## Consegna A
Trascrivi senza modifiche il passo dell'intervista a Stefano Granata che va da «In che senso?» fino a «questo bisogna investire.» incluso.
## Consegna B
In una o due frasi, spiega perché, secondo l'intervista a Stefano Granata, servono piattaforme di gestione dei dati che aggreghino la domanda.
## Consegna C
Rispondi in breve a queste domande sull'intervista a Stefano Granata:
(i) Quanti aderenti conta la rete guidata da Granata?
(ii) Quale percentuale delle coop associate opera nell'inserimento lavorativo di soggetti svantaggiati?
(iii) Per le piccole attività, quali due numeri di clienti in un giorno fanno la differenza fra chiudere e restare in piedi?

## Testo fornito
Economia
Granata: “Contro la pandemia sociale, lo Stato da solo non basta”
Il presidente di Federsolidarietà, la rete di coop sociali di Confcooperative: "I servizi sociali di fronte a certi numeri collasseranno, a meno di non immaginare altri strumenti e altre governance: è impensabile riuscire a intercettare i bisogni individualmente. Immaginare di rilanciare l’economia, senza che tenga il tessuto sociale è irrealistico: per questo sarà cruciale il ruolo del Terzo settore"
di Redazione
Stefano Granata, presidente di Federsolidarietà, il ramo delle cooperative sociali di Confocooperative guida un network di 6.245 aderenti (compresi 263 consorzi) con un fatturato aggregato che supera i 7,2 miliardi di euro. Tra le coop associate il 67% opera nel settore socio sanitario ed educativo e il 33% nell'inserimento lavorativo di soggetti svantaggiati: «In questo momento l’attenzione è giustamente rivolta al contenimento della pandemia sanitaria e si sta pensando a come fronteggiare la pandemia economica. Quasi nessuno sta pensando alla pandemia sociale, quella che rischia di avere gli effetti a più lunga gittata».
A chi si riferisce in particolare?
Pensiamo a tutte quelle persone che fino a ieri avevano una propria attività artigianale, oppure a un barista o a un ristoratore che hanno un mutuo o un affitto da pagare e ancora oggi non sanno se e come riapriranno. Per queste attività il fatto che in un giorno ti entrino 50 clienti, piuttosto che 500 fa la differenza fra chiudere e restare in piedi. Tutta la fascia delle attività “a conduzione familiare”, per intenderci, rischia di entrare in un’area di povertà che verosimilmente riguarderà anche i loro figli e magari i genitori non autosufficienti. Di fronte a queste povertà non puoi rispondere coi vecchi sistemi.
In che senso?
Nel senso che i servizi sociali di fronte a certi numeri collasseranno, a meno di non immaginare altri strumenti e altre governance. Servono in primis piattaforme di gestione dei dati che aggreghino la domanda, perché è impensabile riuscire a intercettare i bisogni individualmente. Pensare che si possa immaginare di rilanciare l’economia, senza che tenga il tessuto sociale mi pare irrealistico.
Cosa serve nel concreto?
Investimenti per immaginare e creare cose che oggi non ci sono. E per questo bisogna investire.

## Dati forniti
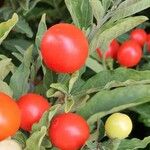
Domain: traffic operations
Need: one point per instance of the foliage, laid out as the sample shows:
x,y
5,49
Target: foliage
x,y
96,90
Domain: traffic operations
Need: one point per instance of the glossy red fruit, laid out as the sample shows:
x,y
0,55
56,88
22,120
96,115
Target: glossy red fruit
x,y
129,54
68,131
32,107
10,116
139,35
148,43
112,50
64,48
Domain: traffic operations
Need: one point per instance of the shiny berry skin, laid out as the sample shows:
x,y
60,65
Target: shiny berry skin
x,y
129,54
32,107
139,35
148,43
64,48
68,131
118,125
10,116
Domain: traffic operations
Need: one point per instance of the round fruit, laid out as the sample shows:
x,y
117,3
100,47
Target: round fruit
x,y
9,144
32,107
129,53
148,43
118,125
10,116
139,35
68,131
64,48
112,50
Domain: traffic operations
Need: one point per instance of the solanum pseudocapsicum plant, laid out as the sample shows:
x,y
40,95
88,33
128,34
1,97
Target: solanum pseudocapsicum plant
x,y
62,65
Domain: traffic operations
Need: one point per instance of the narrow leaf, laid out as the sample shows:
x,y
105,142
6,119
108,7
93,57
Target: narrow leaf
x,y
4,87
94,65
5,27
106,100
102,38
81,12
97,9
134,144
132,8
19,80
35,140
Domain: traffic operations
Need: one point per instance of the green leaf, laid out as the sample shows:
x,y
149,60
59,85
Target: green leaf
x,y
102,38
6,67
97,9
13,44
81,12
5,27
46,118
41,30
19,80
111,144
23,27
129,8
134,144
94,65
101,114
144,113
60,87
69,102
100,80
74,78
21,138
106,4
106,100
4,87
35,140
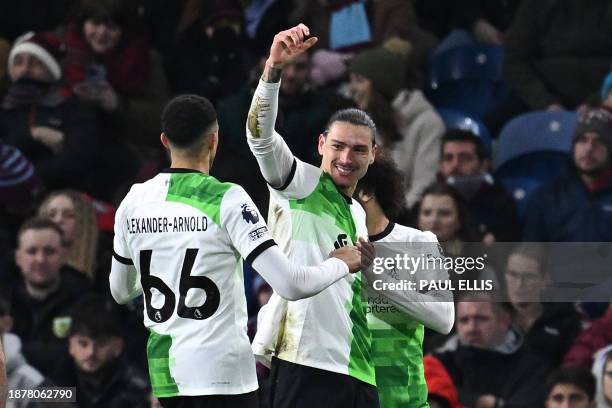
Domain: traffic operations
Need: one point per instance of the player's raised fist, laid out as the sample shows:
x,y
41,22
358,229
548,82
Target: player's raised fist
x,y
289,43
350,255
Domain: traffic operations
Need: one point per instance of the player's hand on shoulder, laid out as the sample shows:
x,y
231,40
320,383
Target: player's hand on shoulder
x,y
350,255
288,44
368,252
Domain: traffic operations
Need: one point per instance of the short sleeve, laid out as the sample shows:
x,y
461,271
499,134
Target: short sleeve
x,y
244,224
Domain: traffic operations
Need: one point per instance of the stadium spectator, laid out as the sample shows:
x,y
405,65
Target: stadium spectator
x,y
207,57
606,95
570,388
489,362
384,19
41,300
484,20
75,215
465,164
442,392
39,117
581,197
109,64
597,336
31,15
97,367
408,126
19,190
442,210
556,55
19,374
549,328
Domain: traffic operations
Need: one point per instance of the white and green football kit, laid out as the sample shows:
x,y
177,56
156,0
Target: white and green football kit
x,y
180,239
309,217
397,327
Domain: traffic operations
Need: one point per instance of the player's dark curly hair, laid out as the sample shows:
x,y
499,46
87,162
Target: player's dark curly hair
x,y
187,119
385,182
461,135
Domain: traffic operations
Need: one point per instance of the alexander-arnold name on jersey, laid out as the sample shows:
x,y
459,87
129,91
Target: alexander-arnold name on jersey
x,y
152,225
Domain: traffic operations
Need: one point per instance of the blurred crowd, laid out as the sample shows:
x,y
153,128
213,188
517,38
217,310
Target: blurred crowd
x,y
82,86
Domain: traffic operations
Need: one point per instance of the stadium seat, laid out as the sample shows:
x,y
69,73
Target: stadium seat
x,y
454,119
468,78
532,149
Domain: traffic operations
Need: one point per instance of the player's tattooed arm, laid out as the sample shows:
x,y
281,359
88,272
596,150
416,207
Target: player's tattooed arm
x,y
272,74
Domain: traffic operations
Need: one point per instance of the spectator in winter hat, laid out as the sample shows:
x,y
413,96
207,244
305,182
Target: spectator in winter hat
x,y
408,125
582,197
41,119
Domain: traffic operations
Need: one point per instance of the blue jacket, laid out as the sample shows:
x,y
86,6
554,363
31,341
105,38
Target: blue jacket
x,y
566,211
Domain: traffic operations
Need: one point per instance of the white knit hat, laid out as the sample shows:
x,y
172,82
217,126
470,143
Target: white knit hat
x,y
44,46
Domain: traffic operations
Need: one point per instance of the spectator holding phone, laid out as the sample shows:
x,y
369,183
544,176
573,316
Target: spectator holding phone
x,y
109,64
40,118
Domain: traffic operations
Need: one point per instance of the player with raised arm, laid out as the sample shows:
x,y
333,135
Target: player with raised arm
x,y
180,239
397,333
319,347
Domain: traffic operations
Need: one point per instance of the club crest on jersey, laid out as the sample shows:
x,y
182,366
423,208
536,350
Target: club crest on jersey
x,y
249,214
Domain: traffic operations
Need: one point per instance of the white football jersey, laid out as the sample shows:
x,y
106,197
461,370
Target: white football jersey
x,y
186,233
308,218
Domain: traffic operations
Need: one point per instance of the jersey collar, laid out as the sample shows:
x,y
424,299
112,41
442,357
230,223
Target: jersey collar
x,y
180,170
384,233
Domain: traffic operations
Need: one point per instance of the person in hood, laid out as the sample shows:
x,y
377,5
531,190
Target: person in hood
x,y
489,359
39,116
19,374
602,370
465,164
577,206
570,388
409,127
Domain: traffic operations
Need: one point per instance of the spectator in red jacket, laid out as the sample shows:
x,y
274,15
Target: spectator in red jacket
x,y
442,392
589,341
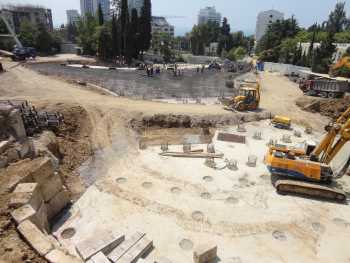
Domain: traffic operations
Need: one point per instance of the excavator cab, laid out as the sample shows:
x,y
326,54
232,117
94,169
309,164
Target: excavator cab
x,y
248,99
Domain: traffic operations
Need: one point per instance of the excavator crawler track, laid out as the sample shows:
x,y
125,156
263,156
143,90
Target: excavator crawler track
x,y
310,189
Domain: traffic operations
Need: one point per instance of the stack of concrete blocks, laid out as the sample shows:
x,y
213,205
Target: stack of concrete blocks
x,y
38,198
132,249
14,144
205,253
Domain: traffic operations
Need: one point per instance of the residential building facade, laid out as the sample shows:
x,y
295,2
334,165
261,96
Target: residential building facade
x,y
86,6
72,16
105,6
91,6
161,25
137,4
15,15
264,20
208,14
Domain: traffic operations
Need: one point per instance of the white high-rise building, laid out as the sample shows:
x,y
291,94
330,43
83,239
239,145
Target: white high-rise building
x,y
208,14
264,20
72,16
106,8
91,6
86,6
137,4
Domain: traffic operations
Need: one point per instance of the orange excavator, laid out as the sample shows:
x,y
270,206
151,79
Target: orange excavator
x,y
308,169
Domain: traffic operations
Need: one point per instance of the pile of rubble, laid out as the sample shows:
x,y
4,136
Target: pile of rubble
x,y
18,121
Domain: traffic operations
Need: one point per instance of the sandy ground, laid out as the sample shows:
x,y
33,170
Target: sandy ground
x,y
117,155
181,203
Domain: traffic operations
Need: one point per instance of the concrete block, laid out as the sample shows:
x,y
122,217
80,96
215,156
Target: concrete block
x,y
119,251
4,145
40,219
205,253
57,203
23,213
99,258
101,241
51,186
43,169
139,250
36,239
16,123
60,256
26,193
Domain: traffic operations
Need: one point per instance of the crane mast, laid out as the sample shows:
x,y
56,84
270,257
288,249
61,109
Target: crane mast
x,y
11,31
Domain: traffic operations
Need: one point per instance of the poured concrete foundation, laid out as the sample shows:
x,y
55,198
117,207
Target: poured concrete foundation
x,y
187,203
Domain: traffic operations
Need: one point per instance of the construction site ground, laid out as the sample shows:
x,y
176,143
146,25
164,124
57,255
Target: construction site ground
x,y
169,198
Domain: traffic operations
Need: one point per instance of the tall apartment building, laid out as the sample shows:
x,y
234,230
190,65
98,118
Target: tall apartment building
x,y
72,16
137,4
106,8
15,15
264,20
208,14
86,6
161,25
91,6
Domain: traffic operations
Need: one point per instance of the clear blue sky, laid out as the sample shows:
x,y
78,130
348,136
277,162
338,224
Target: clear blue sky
x,y
240,13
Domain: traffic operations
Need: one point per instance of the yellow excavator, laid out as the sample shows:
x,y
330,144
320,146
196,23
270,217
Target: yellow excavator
x,y
308,168
248,98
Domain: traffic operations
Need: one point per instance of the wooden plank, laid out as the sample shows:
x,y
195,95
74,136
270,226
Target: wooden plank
x,y
137,251
192,155
123,248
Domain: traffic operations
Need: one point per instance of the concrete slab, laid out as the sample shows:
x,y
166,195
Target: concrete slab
x,y
60,256
99,258
57,203
36,239
119,251
42,170
102,241
51,186
4,145
26,193
137,251
23,213
40,219
205,253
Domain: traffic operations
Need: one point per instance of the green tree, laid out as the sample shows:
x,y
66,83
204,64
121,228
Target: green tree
x,y
3,29
86,34
337,19
104,41
145,25
28,34
72,32
231,55
240,52
116,36
124,25
323,55
202,35
44,39
100,15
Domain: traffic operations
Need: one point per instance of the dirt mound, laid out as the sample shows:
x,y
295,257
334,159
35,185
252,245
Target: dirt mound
x,y
332,108
186,121
74,144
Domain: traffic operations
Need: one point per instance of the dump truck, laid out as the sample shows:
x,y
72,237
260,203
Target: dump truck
x,y
323,85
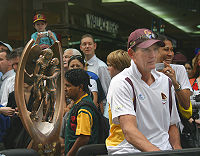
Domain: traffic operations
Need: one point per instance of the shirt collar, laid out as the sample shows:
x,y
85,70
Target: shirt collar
x,y
7,74
92,60
136,72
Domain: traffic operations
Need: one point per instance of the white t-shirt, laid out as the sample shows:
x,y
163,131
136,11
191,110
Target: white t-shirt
x,y
152,109
93,88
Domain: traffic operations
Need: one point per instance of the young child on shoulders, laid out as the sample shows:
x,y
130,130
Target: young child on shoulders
x,y
44,38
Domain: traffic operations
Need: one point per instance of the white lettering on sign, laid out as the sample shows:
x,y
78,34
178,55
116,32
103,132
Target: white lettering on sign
x,y
95,22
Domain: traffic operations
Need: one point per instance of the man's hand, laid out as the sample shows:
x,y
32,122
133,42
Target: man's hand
x,y
7,111
133,135
169,72
51,35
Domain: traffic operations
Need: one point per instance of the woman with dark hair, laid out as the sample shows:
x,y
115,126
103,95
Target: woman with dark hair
x,y
188,68
195,81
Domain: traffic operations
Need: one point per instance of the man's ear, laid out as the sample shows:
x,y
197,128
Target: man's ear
x,y
131,53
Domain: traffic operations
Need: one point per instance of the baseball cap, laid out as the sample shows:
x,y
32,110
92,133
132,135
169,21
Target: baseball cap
x,y
143,38
39,17
6,45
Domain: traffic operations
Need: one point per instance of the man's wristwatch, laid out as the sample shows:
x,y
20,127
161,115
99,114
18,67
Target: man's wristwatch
x,y
179,88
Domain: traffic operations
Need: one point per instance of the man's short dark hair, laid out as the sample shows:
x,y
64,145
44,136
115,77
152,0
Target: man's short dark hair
x,y
87,35
15,53
78,77
7,51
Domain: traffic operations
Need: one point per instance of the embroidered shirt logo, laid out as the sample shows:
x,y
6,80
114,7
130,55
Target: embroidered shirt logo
x,y
141,97
164,98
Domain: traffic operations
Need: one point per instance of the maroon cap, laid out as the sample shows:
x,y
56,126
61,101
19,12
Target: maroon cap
x,y
143,38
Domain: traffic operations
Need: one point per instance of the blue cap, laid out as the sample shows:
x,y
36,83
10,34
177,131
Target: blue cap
x,y
6,45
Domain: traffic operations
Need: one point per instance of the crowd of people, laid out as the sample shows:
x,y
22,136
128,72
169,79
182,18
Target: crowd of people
x,y
144,92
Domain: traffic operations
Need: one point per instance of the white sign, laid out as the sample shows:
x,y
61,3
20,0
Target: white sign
x,y
95,22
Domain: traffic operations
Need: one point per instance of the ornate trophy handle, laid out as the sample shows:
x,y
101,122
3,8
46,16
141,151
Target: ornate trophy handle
x,y
40,139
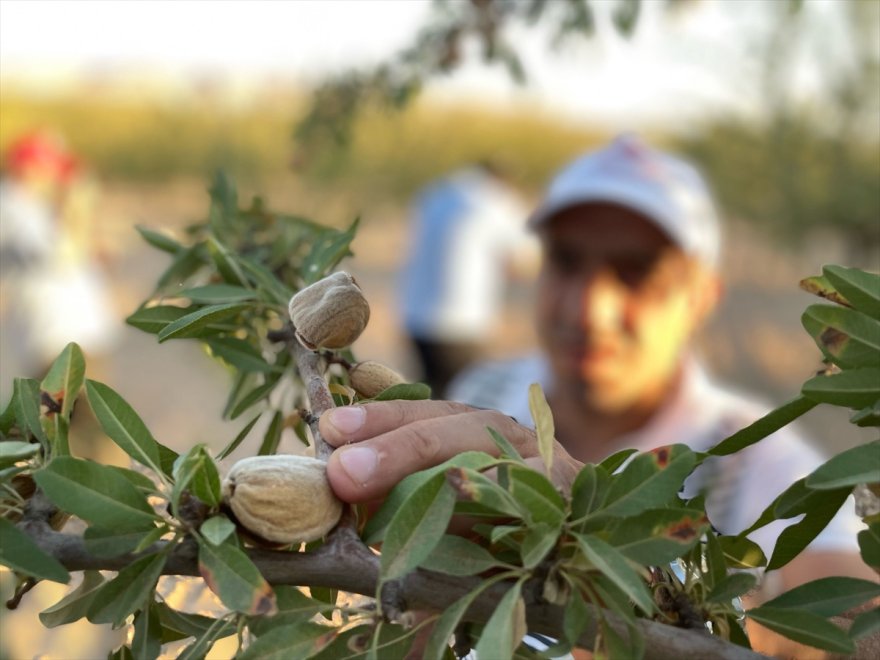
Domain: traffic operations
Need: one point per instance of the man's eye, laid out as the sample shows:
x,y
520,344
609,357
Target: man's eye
x,y
634,272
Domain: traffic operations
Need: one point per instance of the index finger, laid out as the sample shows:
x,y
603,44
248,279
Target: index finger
x,y
368,469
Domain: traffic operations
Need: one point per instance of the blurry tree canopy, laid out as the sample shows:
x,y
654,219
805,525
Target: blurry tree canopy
x,y
805,165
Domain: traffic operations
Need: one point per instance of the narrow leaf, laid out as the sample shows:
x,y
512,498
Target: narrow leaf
x,y
827,596
613,565
74,605
455,555
417,527
128,591
194,323
20,553
544,428
505,628
235,579
95,493
861,289
766,425
120,421
853,388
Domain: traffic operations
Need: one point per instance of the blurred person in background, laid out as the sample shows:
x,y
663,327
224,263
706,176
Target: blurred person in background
x,y
630,238
52,290
468,236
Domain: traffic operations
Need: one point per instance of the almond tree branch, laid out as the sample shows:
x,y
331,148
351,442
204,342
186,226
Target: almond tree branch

## Risultato atteso A
In che senso?
Nel senso che i servizi sociali di fronte a certi numeri collasseranno, a meno di non immaginare altri strumenti e altre governance. Servono in primis piattaforme di gestione dei dati che aggreghino la domanda, perché è impensabile riuscire a intercettare i bisogni individualmente. Pensare che si possa immaginare di rilanciare l’economia, senza che tenga il tessuto sociale mi pare irrealistico.
Cosa serve nel concreto?
Investimenti per immaginare e creare cose che oggi non ci sono. E per questo bisogna investire.

## Risultato atteso B
Servono perché è impensabile riuscire a intercettare i bisogni individualmente. Di fronte a certi numeri, infatti, i servizi sociali collasseranno se non si immaginano altri strumenti e altre governance.

## Risultato atteso C
(i) La rete conta 6.245 aderenti, compresi 263 consorzi.
(ii) Il 33%.
(iii) 50 clienti piuttosto che 500.